Find "Target: eyeglasses" in the data below; transcribe the line it appears on and each line after it, exactly, to the end, and nothing else.
Segment Start: Source data
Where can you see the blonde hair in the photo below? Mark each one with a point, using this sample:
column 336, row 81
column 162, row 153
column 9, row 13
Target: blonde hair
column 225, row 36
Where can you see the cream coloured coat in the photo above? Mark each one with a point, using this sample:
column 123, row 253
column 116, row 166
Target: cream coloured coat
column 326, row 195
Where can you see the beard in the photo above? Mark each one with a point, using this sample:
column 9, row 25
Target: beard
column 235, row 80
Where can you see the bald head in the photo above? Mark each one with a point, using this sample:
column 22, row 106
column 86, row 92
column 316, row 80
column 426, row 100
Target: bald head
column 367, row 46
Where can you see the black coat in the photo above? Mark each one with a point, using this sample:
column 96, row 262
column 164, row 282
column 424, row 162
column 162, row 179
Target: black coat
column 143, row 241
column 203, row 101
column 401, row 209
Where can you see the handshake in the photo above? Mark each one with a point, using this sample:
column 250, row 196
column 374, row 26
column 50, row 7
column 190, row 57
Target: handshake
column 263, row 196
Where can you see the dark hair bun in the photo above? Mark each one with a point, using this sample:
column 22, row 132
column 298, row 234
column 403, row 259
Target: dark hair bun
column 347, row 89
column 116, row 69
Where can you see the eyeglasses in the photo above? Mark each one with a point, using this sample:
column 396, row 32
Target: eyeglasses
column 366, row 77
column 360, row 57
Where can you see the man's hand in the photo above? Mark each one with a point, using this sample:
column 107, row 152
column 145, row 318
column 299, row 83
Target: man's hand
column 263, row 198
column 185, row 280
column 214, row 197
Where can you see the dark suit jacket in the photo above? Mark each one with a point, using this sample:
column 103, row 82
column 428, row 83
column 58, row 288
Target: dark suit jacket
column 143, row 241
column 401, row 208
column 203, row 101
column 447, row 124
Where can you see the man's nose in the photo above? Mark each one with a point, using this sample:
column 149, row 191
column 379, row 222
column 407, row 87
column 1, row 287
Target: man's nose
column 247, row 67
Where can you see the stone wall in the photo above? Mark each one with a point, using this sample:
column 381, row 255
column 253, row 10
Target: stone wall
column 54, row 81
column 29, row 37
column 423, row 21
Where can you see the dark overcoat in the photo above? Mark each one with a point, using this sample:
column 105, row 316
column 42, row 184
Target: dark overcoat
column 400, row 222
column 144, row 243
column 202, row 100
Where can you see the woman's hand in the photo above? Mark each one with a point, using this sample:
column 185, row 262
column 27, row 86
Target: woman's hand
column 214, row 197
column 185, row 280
Segment End: Source data
# Answer box:
Target: eyeglasses
column 366, row 77
column 360, row 57
Where can you see the man's hand in the photo above? Mark each one with a point, using this sample:
column 107, row 152
column 145, row 318
column 299, row 83
Target: man's hand
column 263, row 198
column 185, row 280
column 214, row 197
Where can you see the dark suit jacket in the photo above? Mark each one with a point, using this sample:
column 103, row 82
column 428, row 83
column 58, row 288
Target: dark suit jacket
column 143, row 241
column 401, row 208
column 203, row 101
column 447, row 124
Where can you see the man's nose in the photo above? Mark each one with a point, using this sample:
column 149, row 191
column 379, row 222
column 407, row 87
column 1, row 287
Target: man's nose
column 247, row 67
Where can you see the stone wall in the photo above? Mark each one with a point, using this sample:
column 381, row 255
column 253, row 10
Target: stone wall
column 54, row 81
column 29, row 37
column 423, row 21
Where can you see the dark overcoat in the photo above? Mark each one with a point, using this sample:
column 105, row 316
column 42, row 184
Target: dark overcoat
column 400, row 222
column 144, row 243
column 202, row 100
Where can you see the woman's hand in the photo above? Mark each one with a point, using this sample:
column 185, row 262
column 27, row 86
Target: woman's hand
column 214, row 197
column 185, row 280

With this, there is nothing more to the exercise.